> _What you should do_: Copy out verbatim the part of the items below that opens with the line containing "the air conditioner" and closes with the final line of the items. Reproduce only that part.
## START Material for the task
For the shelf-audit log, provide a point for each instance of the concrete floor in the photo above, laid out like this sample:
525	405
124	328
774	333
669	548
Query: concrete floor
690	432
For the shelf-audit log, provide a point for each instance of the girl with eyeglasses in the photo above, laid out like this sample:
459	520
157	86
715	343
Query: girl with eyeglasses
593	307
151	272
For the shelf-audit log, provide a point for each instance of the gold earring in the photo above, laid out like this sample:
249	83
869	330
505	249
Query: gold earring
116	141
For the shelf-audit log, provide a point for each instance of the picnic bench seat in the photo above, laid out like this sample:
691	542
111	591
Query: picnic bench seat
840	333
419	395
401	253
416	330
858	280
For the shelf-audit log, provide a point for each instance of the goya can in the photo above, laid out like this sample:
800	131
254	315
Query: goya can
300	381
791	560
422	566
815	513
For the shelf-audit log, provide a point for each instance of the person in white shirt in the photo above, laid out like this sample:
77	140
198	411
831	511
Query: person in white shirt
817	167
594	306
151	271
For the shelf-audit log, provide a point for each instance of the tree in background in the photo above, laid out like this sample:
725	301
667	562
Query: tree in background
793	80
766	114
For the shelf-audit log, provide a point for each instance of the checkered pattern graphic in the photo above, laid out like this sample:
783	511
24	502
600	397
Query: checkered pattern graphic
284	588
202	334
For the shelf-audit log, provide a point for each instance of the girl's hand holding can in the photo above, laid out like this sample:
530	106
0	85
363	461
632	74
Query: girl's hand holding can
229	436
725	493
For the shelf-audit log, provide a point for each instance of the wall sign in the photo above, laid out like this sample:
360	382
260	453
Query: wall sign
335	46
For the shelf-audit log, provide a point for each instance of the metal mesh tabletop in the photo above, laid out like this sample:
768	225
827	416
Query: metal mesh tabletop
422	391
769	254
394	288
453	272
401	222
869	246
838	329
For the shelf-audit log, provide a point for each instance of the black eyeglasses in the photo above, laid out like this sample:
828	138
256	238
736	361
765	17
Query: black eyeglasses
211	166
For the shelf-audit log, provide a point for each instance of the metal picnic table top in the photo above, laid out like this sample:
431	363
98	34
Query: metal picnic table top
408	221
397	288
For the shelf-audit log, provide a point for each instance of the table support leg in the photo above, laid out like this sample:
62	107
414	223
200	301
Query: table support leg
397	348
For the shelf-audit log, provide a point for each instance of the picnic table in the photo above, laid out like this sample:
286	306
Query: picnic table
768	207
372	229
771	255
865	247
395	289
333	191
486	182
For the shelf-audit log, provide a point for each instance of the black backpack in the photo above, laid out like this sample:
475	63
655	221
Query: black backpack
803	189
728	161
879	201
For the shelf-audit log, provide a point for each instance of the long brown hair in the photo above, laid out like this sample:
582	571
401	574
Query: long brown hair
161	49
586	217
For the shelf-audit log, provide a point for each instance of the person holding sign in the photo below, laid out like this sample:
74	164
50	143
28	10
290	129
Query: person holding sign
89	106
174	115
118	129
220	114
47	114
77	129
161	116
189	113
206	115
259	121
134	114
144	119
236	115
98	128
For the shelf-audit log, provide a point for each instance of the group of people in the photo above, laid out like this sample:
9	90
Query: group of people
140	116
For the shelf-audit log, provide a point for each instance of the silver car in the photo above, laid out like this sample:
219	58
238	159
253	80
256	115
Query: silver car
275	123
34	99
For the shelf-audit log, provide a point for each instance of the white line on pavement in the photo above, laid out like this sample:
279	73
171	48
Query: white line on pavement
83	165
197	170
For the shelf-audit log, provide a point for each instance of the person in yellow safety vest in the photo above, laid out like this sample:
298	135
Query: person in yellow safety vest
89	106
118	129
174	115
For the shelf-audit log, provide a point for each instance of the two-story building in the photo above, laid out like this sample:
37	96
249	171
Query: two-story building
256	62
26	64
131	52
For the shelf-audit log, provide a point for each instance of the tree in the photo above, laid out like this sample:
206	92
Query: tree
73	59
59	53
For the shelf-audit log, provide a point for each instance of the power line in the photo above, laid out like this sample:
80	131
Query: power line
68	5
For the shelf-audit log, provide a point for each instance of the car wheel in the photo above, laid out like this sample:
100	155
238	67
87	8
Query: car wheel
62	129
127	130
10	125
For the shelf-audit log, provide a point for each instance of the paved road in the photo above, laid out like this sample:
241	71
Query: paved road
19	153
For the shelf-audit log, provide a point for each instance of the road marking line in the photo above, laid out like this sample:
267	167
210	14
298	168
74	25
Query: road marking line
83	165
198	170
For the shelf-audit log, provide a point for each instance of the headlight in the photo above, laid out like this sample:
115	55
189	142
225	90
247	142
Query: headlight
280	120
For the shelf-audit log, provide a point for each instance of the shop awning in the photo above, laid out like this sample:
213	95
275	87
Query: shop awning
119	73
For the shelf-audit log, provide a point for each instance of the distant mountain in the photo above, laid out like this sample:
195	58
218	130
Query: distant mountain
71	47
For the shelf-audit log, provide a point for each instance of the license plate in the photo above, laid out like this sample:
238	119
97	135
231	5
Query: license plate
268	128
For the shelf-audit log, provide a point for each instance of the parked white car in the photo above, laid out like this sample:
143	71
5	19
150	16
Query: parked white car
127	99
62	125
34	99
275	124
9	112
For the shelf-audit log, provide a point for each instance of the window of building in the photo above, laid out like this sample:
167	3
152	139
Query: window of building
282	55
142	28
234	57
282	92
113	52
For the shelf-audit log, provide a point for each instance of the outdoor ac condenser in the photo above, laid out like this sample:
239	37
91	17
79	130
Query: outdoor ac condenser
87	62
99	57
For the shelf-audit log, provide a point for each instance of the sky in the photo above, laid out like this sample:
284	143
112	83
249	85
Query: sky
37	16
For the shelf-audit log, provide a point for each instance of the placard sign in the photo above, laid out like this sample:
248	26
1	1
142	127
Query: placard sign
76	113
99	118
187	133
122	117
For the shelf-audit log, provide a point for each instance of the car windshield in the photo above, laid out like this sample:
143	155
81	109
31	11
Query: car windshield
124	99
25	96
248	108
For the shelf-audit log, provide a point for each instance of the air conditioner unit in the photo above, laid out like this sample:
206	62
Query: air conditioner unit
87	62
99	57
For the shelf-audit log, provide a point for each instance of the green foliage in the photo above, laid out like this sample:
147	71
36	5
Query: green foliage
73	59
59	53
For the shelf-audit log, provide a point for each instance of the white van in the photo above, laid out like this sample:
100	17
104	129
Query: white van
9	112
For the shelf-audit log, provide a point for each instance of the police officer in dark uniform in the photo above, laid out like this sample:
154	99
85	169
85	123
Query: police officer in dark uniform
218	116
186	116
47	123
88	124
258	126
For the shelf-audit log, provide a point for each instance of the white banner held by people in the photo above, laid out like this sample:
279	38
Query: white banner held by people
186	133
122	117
## END Material for the task
> _Output for this exercise_:
For the shelf-audit log, provide a point for each instance of the air conditioner unit in the photo above, laid out like this sample:
206	62
Query: air conditioner unit
87	62
99	57
For the shelf-audit log, provide a point for each instance of the green foliage in the photo above, laid out like this sample:
147	71
36	5
Query: green foliage
73	59
59	53
For the shelf-audit log, provide a point for each instance of the white van in the photo above, laid out like this sample:
100	17
104	129
Query: white van
9	112
For the shelf-audit log, provide a point for each instance of the police officer in dark uniform in the photo above, laid out like this sample:
154	99
85	169
85	123
Query: police officer in dark uniform
218	116
186	116
47	123
88	124
258	126
For the shelf-audit log, provide a point for each instance of the white banner held by people in the photo above, laid out like this sample:
279	38
Query: white banner held by people
186	133
122	117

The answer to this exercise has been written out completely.